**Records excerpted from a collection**
===
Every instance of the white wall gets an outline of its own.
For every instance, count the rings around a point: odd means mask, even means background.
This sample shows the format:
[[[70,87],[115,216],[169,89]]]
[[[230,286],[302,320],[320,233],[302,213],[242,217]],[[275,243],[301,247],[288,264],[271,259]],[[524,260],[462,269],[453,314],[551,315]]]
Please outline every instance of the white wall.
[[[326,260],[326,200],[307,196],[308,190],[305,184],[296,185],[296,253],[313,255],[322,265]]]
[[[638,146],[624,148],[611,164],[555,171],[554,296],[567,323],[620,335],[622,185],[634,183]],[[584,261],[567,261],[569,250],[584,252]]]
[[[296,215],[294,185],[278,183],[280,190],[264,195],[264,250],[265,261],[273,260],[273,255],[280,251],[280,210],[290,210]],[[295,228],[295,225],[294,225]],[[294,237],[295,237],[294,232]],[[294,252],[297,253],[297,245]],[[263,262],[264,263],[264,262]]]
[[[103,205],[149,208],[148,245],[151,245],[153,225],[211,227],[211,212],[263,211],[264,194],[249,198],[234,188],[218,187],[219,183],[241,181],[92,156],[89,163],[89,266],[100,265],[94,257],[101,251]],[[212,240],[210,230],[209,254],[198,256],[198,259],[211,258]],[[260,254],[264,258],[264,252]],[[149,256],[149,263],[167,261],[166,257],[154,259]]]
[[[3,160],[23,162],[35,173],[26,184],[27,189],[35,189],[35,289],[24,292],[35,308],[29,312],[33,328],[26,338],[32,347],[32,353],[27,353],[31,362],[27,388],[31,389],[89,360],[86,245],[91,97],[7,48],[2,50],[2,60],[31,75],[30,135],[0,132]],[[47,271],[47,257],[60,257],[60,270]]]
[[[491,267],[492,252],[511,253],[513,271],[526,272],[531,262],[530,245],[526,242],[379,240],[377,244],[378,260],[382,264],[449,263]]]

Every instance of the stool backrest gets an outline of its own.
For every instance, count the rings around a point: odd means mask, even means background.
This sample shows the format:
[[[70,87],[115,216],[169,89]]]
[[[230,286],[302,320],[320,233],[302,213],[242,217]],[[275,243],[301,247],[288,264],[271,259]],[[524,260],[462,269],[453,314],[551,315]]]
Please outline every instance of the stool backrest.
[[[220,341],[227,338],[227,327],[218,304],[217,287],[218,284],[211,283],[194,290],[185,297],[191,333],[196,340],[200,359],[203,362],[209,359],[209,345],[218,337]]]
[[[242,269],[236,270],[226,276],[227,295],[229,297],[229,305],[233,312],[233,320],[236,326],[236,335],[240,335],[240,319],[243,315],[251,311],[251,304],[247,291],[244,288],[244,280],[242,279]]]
===
**WHAT THE EXERCISE ASKS**
Work out how many lines in the records above contain the word "gets", and give only that number.

**ANSWER FOR THIS EXERCISE**
2